= Beginning of Section =

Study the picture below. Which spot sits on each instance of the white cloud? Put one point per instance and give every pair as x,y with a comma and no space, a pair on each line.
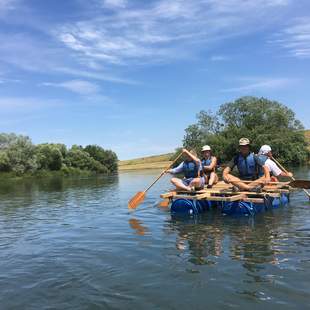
77,86
219,58
6,5
115,3
262,84
24,104
295,38
164,30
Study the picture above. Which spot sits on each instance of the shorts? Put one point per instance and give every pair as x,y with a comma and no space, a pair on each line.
189,180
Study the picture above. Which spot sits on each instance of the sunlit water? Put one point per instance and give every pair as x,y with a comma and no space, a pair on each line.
72,244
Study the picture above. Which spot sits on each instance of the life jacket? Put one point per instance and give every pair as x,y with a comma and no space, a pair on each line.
261,159
190,169
247,166
205,162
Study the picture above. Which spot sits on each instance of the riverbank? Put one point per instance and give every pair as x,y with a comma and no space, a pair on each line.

= End of Section =

§ **The task**: The records above should be written out exactly, and the images dropped.

§ **Expected answer**:
Study the picture below. Which spot sits on each instance of the white cloud? Put one point per instance and give every pair as x,y with a comma and no space, a pair on each line.
77,86
219,58
6,5
115,3
262,84
24,104
295,38
164,30
Study the picture above. Which spot sits on each instance of the shorts? Put one point per instance and give every pair as x,y with a comma and no space, a pair on each line.
189,180
Study the picture above. Which spot sits on each instance of the sunlit water? Put one point per instance and give every pair as x,y with a comma and no space, a pair on each line.
72,244
Study the picture above. Which spot sits on each instance of the life jacket? Put one point per instance and give every pair as x,y with a comma and no space, a pair on each line.
261,159
190,169
247,166
205,162
Study the picture above. Which spot sits on each instance of the riverbank? Put one point per instance and give every pair as x,y with a comma and no space, a pair on each line.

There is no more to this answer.